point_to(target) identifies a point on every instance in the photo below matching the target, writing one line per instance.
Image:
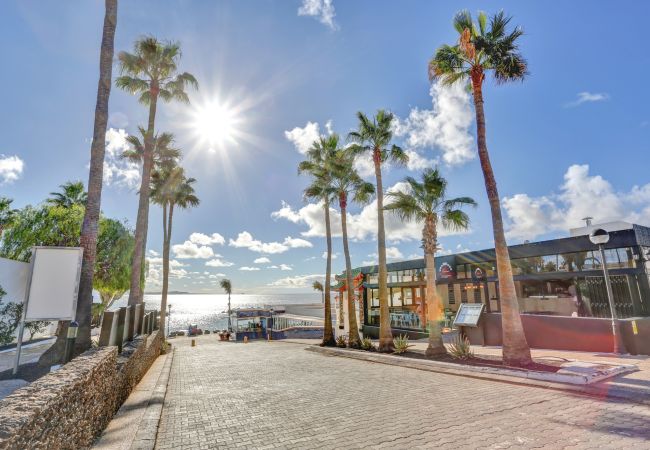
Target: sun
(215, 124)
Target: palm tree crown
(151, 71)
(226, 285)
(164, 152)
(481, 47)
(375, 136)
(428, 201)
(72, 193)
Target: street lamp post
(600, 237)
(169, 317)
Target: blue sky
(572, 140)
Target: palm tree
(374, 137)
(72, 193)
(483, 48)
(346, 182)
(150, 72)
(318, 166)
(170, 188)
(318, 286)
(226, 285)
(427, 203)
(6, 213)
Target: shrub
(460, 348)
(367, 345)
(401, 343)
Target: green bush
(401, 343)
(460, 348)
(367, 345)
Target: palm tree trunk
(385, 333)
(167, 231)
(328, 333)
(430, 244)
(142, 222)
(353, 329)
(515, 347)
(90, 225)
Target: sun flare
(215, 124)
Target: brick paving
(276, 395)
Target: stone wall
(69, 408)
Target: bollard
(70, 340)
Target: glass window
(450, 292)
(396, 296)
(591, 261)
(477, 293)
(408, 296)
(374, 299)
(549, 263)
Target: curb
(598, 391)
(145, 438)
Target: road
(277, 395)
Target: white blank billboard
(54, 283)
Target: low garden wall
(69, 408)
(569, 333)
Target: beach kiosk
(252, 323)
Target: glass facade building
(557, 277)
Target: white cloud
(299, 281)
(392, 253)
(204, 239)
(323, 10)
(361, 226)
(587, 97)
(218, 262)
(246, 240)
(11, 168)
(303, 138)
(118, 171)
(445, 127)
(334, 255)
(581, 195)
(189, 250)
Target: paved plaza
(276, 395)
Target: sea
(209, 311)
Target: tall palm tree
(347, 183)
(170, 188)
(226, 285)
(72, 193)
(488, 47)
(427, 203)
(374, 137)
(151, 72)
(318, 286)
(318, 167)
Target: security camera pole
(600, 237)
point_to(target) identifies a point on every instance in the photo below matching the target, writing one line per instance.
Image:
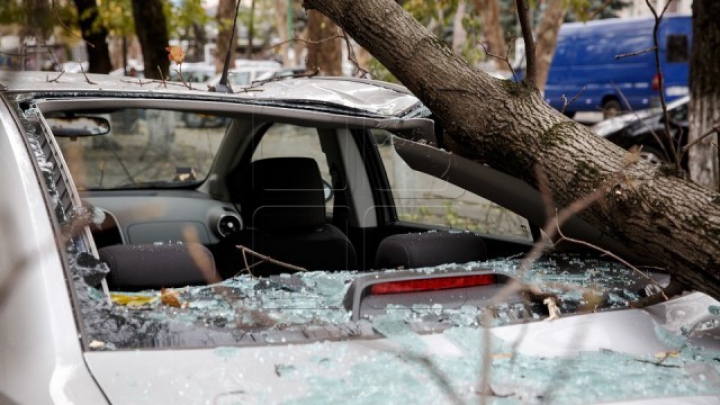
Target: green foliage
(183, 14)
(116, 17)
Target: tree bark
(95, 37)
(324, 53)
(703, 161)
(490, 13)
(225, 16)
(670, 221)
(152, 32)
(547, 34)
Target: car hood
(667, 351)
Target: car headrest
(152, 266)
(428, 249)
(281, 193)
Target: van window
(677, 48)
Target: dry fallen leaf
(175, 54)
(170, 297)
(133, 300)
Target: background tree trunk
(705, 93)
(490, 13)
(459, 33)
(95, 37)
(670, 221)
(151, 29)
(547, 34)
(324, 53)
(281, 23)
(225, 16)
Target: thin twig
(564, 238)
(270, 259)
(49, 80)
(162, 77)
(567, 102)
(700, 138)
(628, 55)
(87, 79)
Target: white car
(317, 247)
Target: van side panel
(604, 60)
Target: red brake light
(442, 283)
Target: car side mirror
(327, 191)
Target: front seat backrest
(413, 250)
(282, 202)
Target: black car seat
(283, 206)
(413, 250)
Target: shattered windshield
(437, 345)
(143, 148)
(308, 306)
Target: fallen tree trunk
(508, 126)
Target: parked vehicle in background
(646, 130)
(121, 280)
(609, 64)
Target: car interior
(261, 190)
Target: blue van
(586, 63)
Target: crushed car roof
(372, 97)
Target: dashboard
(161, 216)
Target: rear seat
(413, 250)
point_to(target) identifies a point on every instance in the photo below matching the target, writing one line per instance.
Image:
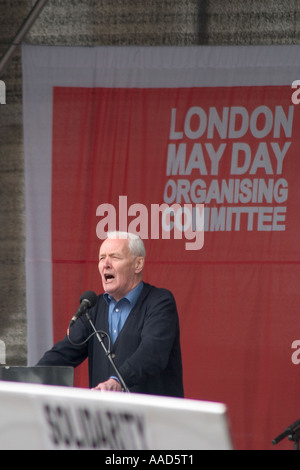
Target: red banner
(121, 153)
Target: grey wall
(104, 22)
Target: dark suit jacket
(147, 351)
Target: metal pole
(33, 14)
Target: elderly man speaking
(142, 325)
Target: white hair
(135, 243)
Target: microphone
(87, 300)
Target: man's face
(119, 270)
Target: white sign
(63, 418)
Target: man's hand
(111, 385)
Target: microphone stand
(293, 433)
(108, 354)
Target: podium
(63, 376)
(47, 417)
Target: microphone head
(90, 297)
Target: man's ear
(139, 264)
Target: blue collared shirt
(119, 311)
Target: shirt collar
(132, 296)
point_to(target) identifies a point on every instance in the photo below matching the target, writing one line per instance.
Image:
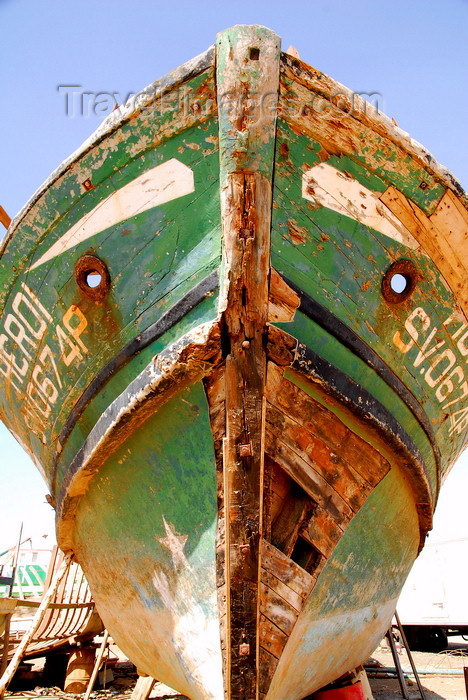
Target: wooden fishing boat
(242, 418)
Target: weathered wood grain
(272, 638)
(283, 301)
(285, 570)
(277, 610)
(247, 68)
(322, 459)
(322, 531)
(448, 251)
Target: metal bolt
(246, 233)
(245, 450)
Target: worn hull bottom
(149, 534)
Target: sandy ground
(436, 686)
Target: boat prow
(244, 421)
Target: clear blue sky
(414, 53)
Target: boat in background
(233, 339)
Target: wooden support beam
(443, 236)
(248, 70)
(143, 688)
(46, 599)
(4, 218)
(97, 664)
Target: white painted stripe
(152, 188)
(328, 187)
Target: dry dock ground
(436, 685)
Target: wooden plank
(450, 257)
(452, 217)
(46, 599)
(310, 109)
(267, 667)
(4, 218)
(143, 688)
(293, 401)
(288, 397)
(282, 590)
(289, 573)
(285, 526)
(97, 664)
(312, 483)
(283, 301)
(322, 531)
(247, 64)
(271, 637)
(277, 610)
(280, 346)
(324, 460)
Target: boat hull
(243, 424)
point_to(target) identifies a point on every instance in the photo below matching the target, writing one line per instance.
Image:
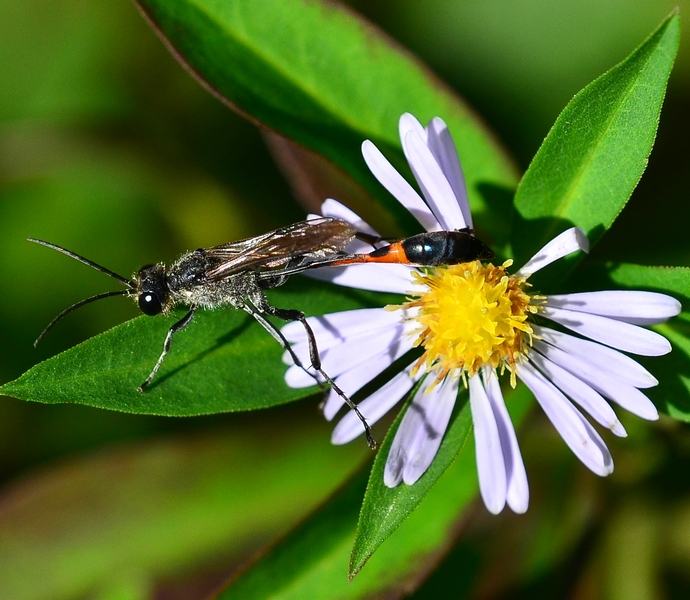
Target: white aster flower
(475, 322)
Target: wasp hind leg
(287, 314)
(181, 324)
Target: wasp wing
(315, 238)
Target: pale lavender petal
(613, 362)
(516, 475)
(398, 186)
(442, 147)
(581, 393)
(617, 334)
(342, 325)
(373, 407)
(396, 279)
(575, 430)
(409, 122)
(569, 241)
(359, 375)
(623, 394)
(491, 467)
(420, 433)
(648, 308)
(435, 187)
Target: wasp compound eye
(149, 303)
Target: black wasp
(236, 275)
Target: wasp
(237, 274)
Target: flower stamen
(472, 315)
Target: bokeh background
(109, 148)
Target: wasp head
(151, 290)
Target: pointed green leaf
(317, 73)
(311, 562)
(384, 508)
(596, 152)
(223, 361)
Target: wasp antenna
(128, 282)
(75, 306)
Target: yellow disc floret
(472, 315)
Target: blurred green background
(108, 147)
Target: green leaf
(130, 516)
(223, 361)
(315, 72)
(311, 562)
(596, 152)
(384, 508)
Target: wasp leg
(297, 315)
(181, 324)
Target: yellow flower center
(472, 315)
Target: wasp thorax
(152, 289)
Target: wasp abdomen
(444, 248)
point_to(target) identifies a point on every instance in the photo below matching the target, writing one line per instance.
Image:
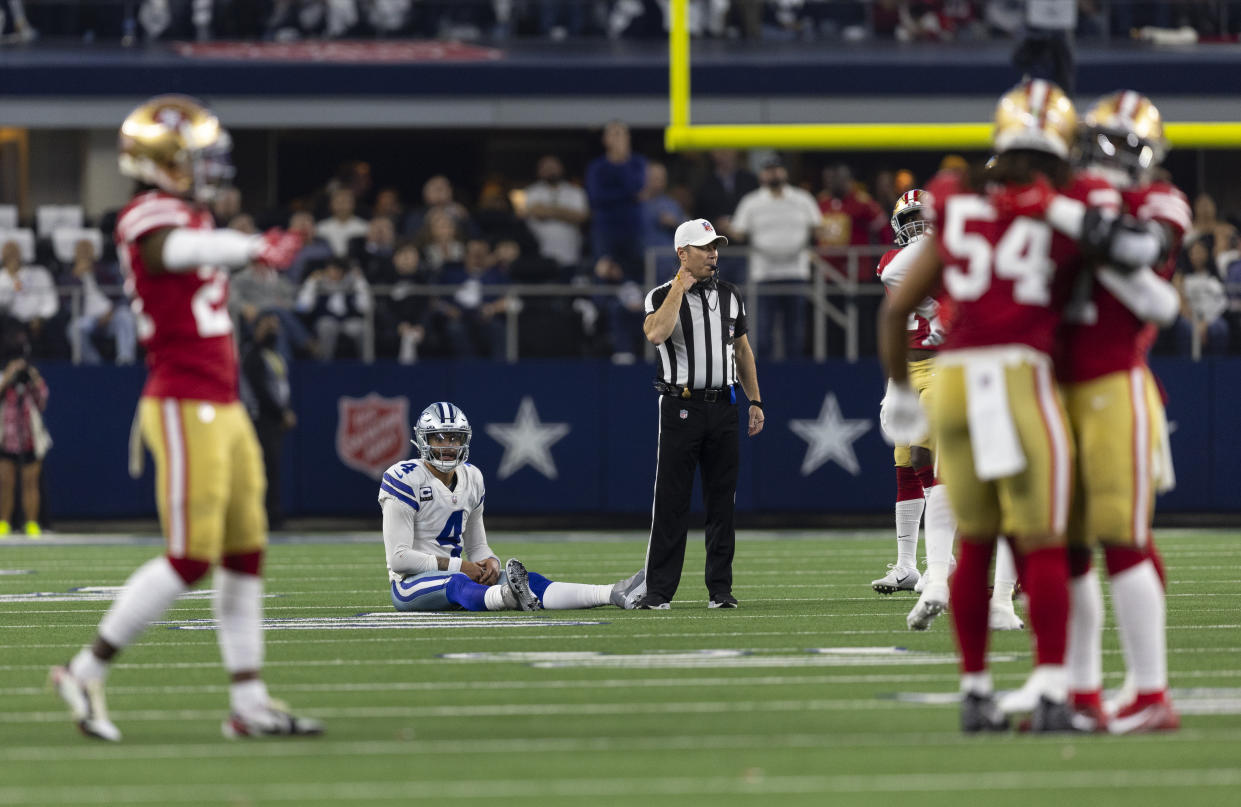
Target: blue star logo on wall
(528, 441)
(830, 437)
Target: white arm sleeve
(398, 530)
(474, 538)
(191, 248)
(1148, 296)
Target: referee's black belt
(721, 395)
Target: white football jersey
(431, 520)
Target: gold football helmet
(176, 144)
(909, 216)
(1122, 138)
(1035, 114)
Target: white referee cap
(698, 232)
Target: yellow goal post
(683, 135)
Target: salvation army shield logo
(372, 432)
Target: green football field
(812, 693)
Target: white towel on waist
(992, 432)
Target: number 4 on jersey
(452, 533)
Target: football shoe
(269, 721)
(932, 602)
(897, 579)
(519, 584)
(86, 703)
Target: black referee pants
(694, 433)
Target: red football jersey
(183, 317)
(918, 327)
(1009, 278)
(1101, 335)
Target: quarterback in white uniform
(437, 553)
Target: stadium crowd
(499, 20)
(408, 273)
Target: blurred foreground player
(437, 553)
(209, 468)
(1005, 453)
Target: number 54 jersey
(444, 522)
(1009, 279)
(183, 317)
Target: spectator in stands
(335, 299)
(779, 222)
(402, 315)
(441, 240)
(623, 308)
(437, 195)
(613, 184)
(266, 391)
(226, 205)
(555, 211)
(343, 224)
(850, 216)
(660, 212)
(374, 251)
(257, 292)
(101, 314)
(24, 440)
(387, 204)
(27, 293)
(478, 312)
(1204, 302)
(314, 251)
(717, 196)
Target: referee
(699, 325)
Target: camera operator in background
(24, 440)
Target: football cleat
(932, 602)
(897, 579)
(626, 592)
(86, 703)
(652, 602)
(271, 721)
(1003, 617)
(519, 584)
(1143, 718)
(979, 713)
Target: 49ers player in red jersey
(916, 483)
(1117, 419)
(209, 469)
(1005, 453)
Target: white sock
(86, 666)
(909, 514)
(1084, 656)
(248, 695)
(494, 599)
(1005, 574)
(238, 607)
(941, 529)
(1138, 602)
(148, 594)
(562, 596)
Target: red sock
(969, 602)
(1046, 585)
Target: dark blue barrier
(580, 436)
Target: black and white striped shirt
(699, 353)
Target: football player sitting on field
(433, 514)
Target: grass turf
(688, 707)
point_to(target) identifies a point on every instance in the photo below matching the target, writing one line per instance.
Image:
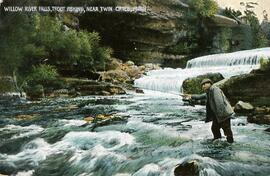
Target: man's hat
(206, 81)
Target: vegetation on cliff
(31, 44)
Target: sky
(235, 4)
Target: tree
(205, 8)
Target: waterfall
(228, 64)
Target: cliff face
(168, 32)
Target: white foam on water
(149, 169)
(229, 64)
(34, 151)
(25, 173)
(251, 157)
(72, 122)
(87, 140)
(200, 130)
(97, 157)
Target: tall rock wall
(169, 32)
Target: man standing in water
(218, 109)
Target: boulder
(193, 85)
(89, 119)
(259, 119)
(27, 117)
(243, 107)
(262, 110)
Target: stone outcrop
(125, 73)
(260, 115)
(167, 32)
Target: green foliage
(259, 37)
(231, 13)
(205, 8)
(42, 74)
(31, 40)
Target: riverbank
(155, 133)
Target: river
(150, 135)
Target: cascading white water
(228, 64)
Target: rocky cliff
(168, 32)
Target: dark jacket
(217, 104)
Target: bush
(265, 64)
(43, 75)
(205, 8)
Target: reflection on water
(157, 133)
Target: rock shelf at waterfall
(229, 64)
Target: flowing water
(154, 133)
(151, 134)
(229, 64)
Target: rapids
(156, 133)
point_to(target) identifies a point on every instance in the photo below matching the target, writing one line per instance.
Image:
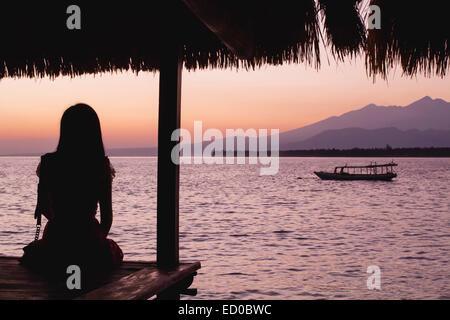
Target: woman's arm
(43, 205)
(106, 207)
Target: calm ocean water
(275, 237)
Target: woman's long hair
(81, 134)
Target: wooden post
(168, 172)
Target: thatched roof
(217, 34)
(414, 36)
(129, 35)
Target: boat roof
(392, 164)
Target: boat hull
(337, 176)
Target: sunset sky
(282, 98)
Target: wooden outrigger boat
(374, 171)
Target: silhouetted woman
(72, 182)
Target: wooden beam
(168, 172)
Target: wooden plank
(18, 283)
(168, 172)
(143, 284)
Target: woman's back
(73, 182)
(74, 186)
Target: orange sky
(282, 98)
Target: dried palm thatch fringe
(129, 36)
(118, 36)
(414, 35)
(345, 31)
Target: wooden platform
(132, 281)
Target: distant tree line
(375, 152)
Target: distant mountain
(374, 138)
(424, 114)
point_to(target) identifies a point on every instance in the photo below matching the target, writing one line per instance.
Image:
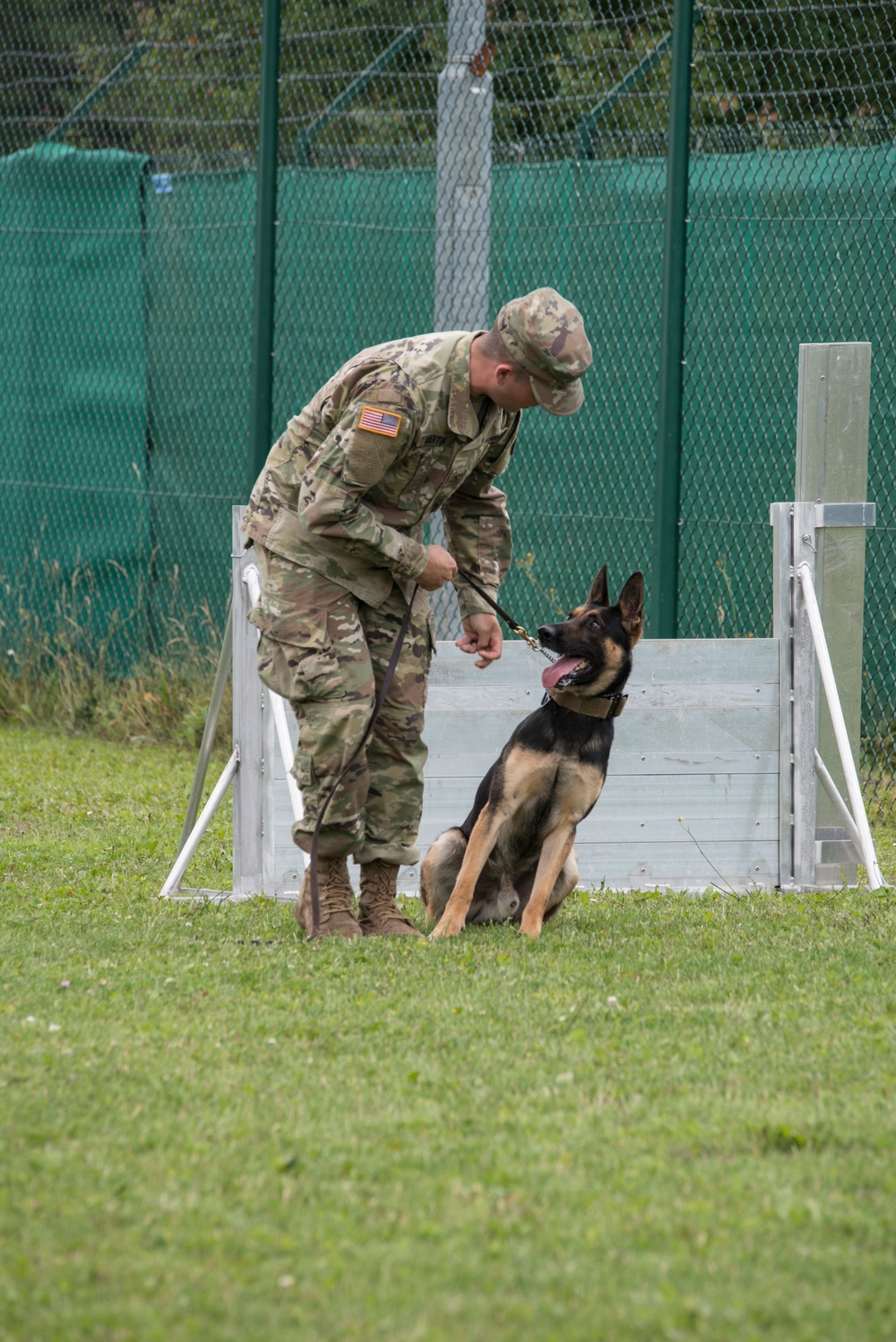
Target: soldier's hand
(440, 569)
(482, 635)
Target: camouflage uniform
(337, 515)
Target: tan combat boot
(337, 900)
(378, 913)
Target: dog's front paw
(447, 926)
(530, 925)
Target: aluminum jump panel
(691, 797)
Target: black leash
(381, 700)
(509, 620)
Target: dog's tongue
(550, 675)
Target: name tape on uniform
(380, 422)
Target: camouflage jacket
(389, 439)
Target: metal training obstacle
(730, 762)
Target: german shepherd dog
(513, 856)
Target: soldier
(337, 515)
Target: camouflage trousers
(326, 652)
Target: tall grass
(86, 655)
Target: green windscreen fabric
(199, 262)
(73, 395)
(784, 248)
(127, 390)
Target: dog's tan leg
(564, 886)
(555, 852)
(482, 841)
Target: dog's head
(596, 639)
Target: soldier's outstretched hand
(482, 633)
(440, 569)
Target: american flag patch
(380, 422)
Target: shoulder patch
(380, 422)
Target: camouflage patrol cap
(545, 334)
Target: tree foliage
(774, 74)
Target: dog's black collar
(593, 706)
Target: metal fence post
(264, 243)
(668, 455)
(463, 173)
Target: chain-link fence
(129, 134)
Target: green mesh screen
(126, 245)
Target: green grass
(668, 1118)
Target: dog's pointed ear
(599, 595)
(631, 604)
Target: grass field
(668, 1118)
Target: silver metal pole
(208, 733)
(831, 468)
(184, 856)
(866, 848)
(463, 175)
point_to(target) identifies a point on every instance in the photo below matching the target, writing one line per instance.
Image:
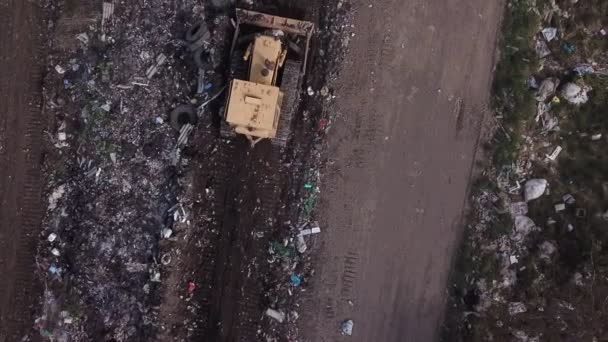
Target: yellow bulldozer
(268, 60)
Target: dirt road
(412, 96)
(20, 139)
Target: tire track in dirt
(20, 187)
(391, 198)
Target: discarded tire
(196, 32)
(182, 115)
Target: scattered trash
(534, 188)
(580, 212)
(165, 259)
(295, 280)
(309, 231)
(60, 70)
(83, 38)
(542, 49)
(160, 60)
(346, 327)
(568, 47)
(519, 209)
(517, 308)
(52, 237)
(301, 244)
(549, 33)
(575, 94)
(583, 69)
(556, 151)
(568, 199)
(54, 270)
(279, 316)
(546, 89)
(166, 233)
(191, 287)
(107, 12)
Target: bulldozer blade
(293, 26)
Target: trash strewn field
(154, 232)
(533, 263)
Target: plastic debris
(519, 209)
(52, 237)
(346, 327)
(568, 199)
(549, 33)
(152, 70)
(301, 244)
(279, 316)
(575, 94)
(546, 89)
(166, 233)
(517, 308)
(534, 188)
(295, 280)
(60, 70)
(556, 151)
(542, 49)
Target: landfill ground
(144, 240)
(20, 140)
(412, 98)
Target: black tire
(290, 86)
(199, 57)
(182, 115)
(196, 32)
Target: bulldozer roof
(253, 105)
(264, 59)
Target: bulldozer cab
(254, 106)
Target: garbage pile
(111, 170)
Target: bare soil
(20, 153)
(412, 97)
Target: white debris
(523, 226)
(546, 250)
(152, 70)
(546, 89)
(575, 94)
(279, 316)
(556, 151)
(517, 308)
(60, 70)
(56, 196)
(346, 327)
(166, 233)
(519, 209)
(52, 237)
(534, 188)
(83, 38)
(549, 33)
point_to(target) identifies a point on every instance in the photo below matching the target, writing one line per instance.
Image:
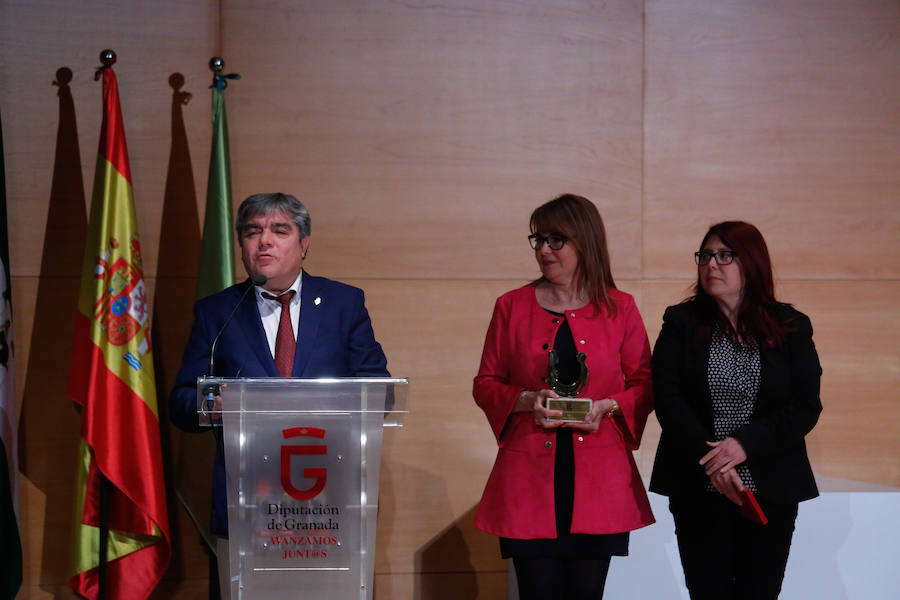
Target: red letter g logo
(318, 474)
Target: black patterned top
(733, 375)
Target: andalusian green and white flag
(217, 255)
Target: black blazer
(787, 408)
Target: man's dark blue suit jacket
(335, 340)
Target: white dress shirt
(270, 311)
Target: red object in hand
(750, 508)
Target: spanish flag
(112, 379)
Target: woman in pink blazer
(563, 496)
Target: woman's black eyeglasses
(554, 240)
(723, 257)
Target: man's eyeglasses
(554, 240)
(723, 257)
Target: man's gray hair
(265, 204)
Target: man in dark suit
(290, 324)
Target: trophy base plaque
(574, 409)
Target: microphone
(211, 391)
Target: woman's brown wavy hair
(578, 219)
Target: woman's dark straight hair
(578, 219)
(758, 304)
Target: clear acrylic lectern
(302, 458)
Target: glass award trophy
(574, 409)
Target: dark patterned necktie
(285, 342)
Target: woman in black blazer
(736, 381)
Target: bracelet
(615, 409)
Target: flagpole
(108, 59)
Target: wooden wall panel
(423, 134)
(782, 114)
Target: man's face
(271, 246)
* * * *
### PROBLEM TO SOLVE
An exact copy is required of each line from the one containing "Target: man in dark suit" through the last line of the material, and of no other line.

### EXERCISE SOLUTION
Target: man in dark suit
(290, 324)
Target: trophy base plaque
(574, 409)
Target: microphone
(211, 391)
Target: woman's brown wavy hair
(578, 219)
Target: woman's dark straight hair
(578, 219)
(758, 304)
Target: clear acrylic lectern
(302, 458)
Target: glass award trophy
(574, 409)
Target: dark patterned necktie
(285, 342)
Target: woman in black blazer
(736, 381)
Target: bracelet
(615, 409)
Target: flagpole
(108, 59)
Target: wooden wall panel
(423, 134)
(782, 114)
Target: man's face
(271, 246)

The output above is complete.